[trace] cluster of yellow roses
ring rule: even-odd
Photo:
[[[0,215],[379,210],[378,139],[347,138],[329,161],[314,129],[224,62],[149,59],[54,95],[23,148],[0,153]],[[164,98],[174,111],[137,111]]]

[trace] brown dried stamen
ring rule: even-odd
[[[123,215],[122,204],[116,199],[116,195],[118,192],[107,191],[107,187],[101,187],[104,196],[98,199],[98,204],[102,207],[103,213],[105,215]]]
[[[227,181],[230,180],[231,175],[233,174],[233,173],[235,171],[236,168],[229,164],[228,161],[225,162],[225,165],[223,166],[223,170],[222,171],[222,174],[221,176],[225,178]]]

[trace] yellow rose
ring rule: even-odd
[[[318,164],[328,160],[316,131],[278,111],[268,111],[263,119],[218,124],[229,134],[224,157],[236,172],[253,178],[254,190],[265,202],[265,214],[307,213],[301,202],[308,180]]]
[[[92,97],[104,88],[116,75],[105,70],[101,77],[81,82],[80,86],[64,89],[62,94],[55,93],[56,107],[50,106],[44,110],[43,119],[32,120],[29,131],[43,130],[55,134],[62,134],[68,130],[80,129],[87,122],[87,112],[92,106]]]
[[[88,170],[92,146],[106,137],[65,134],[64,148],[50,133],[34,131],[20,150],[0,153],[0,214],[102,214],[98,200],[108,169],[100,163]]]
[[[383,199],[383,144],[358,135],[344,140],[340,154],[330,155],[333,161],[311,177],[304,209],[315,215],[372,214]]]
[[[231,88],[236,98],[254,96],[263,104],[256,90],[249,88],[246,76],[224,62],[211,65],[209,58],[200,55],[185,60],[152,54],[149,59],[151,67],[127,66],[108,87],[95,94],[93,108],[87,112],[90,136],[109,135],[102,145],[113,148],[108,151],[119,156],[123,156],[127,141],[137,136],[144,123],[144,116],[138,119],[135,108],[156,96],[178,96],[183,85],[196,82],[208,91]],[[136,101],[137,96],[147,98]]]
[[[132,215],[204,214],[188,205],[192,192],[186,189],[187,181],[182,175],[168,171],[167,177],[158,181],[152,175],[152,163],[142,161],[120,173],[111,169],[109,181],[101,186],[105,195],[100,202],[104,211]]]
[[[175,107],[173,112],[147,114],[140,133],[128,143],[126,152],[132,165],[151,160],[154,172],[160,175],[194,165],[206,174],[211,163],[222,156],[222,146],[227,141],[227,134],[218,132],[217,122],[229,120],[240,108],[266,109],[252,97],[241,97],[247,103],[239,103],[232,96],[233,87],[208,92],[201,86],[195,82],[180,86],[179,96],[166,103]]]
________________________
**Exercise:**
Take the entries above and transcribe them in full.

**The reply:**
[trace] cluster of yellow roses
ring rule: even-odd
Photo:
[[[0,215],[379,210],[378,139],[347,138],[329,161],[314,129],[224,62],[149,59],[54,95],[23,148],[0,153]],[[164,98],[174,111],[137,111]]]

[trace] brown dried stamen
ring rule: even-odd
[[[123,215],[122,204],[116,199],[116,195],[118,192],[107,191],[107,187],[101,187],[104,196],[98,199],[98,204],[102,207],[103,213],[105,215]]]
[[[227,181],[230,180],[231,175],[233,174],[233,173],[235,171],[236,168],[229,164],[228,161],[225,162],[225,165],[223,166],[223,170],[222,171],[222,174],[221,176],[225,178]]]

[trace] yellow rose
ring rule: even-odd
[[[318,164],[328,160],[316,131],[278,111],[268,111],[263,119],[218,124],[229,134],[224,157],[236,172],[253,178],[254,190],[265,202],[265,214],[307,213],[301,202],[308,180]]]
[[[92,97],[104,88],[116,75],[105,70],[101,77],[81,82],[80,86],[64,89],[62,94],[55,93],[56,107],[50,106],[44,110],[43,119],[32,120],[29,131],[43,130],[55,134],[62,134],[68,130],[80,129],[87,122],[87,112],[92,106]]]
[[[88,170],[92,146],[106,137],[65,134],[64,148],[50,133],[34,131],[20,150],[0,153],[0,214],[102,214],[98,200],[108,169],[100,163]]]
[[[383,199],[383,144],[358,135],[344,140],[340,154],[330,155],[333,161],[311,177],[304,209],[315,215],[372,214]]]
[[[231,88],[236,98],[254,96],[263,104],[256,90],[249,88],[246,76],[224,62],[211,65],[209,58],[200,55],[185,60],[152,54],[149,59],[151,67],[127,66],[108,87],[95,94],[93,108],[87,112],[90,136],[109,135],[102,145],[113,148],[108,151],[119,156],[123,156],[127,141],[137,136],[144,123],[144,116],[138,119],[135,108],[156,96],[178,96],[183,85],[196,82],[208,91]],[[136,101],[137,96],[147,98]]]
[[[132,215],[204,214],[188,205],[192,192],[186,189],[187,181],[182,175],[168,171],[167,177],[158,181],[152,175],[152,163],[142,161],[120,173],[111,169],[109,181],[101,186],[105,195],[100,202],[104,211]]]
[[[175,107],[173,112],[147,114],[140,133],[128,143],[126,152],[132,165],[151,160],[154,172],[160,175],[194,165],[206,174],[211,163],[222,156],[222,146],[227,141],[227,134],[218,132],[217,122],[229,120],[240,108],[266,109],[252,97],[241,97],[247,103],[239,103],[232,96],[233,87],[208,92],[201,86],[195,82],[180,86],[179,96],[166,103]]]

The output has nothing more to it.